● Task requirements
Print every one of the items below word for word, omitting the pictures.
>> BEGIN Input data
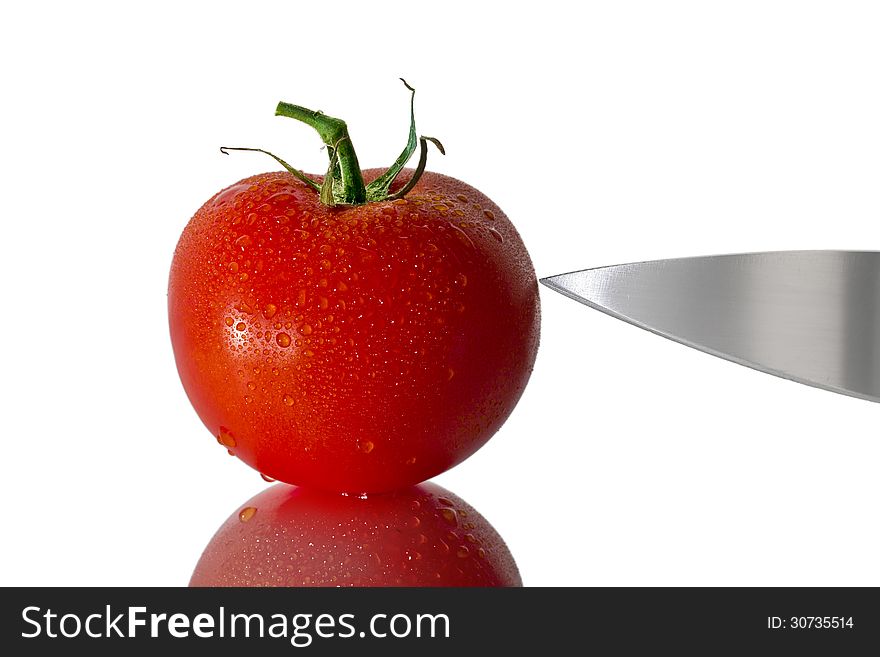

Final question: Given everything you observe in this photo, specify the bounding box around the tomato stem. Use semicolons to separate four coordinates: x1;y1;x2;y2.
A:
275;102;367;206
220;78;446;207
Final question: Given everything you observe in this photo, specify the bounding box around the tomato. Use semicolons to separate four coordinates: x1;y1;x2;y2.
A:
190;484;522;586
168;89;539;493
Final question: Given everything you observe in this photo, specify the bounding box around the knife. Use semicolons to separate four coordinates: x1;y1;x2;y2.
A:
541;251;880;402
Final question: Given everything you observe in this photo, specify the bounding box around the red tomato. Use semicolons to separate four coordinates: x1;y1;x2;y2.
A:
190;476;522;586
168;171;539;493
>> END Input data
● Result below
Final question: Given everything you observe in this photo, specify the bounding box around the tomato stem. Use semicolons to separate four coordinates: x1;y1;x2;y2.
A:
275;102;367;206
220;78;446;207
Final question: Given everything you observe in this photo, specify the bounding box around the tomato. Use semicolons to separate four coordinates: x1;y1;x2;y2.
A:
190;484;522;586
168;89;539;493
Final question: Given everything you observe in this photo, specify the bounding box around the knife. Use semicolons to separate four coordinates: x1;y1;x2;y2.
A:
541;251;880;402
Final question: Given everything you observe in this photo, specify the bounding box around the red tomato. Use semicolons to separate four coordinates: x1;y1;x2;y2.
A:
190;476;522;586
168;171;539;493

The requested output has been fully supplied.